--- begin SOURCE DATA ---

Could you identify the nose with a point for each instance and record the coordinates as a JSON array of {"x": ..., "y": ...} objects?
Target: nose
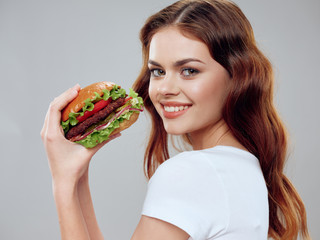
[{"x": 168, "y": 86}]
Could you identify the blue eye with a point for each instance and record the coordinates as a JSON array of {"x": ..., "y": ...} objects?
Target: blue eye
[
  {"x": 157, "y": 72},
  {"x": 187, "y": 72}
]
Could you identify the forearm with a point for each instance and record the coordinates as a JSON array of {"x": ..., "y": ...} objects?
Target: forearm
[
  {"x": 71, "y": 220},
  {"x": 88, "y": 209}
]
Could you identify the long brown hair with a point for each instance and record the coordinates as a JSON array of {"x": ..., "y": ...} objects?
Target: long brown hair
[{"x": 249, "y": 110}]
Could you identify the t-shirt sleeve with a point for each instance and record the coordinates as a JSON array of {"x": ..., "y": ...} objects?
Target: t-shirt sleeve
[{"x": 186, "y": 192}]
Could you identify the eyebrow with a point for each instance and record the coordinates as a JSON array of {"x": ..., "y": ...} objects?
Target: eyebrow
[{"x": 177, "y": 63}]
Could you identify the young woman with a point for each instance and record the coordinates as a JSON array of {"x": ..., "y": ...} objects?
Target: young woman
[{"x": 204, "y": 79}]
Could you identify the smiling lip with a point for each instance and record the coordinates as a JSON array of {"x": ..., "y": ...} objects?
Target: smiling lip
[{"x": 174, "y": 109}]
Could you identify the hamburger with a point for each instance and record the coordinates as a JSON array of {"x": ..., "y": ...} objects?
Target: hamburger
[{"x": 99, "y": 111}]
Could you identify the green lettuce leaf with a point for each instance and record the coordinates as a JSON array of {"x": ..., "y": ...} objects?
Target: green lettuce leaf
[
  {"x": 97, "y": 137},
  {"x": 114, "y": 93}
]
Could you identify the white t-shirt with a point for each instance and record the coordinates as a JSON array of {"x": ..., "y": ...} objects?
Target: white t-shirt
[{"x": 216, "y": 193}]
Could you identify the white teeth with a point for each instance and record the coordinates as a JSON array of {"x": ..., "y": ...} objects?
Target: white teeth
[{"x": 175, "y": 109}]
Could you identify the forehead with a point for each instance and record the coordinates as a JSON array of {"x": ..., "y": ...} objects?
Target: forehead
[{"x": 171, "y": 44}]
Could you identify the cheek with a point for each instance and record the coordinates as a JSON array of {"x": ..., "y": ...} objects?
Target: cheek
[{"x": 152, "y": 92}]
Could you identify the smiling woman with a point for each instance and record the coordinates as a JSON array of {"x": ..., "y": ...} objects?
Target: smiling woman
[
  {"x": 186, "y": 82},
  {"x": 203, "y": 78}
]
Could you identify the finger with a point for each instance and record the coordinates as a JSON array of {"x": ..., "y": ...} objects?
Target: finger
[
  {"x": 60, "y": 102},
  {"x": 100, "y": 145},
  {"x": 63, "y": 99}
]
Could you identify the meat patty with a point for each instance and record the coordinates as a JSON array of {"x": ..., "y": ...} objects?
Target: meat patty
[{"x": 97, "y": 117}]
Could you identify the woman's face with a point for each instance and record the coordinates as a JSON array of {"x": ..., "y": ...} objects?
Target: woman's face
[{"x": 187, "y": 86}]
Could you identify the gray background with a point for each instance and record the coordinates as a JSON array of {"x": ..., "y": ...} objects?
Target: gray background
[{"x": 48, "y": 46}]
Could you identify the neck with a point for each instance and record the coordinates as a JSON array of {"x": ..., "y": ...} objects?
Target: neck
[{"x": 210, "y": 136}]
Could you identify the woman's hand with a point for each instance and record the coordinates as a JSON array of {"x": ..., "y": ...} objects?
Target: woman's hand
[{"x": 68, "y": 161}]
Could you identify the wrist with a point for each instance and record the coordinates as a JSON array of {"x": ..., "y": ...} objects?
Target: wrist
[{"x": 63, "y": 188}]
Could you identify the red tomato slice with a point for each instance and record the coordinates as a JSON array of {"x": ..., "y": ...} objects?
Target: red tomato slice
[
  {"x": 127, "y": 99},
  {"x": 97, "y": 107}
]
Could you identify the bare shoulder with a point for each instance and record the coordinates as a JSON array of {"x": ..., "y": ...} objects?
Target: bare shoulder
[{"x": 155, "y": 229}]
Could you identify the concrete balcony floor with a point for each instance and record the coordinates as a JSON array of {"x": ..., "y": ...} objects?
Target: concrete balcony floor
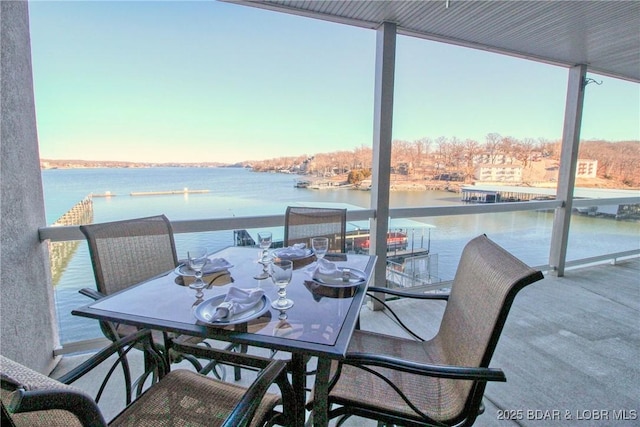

--- end SOURCE DATA ---

> [WHAT TO WORK ON] Select every line in the material above that contains the string "patty" and copy each one in full. Case counts, so a line qualifies only if its capitalization matches.

> [FINISHED EXERCISE]
Could you identify the meat patty with a point for each instance and record the coordinates as a JSON array of {"x": ..., "y": ...} objects?
Target: meat patty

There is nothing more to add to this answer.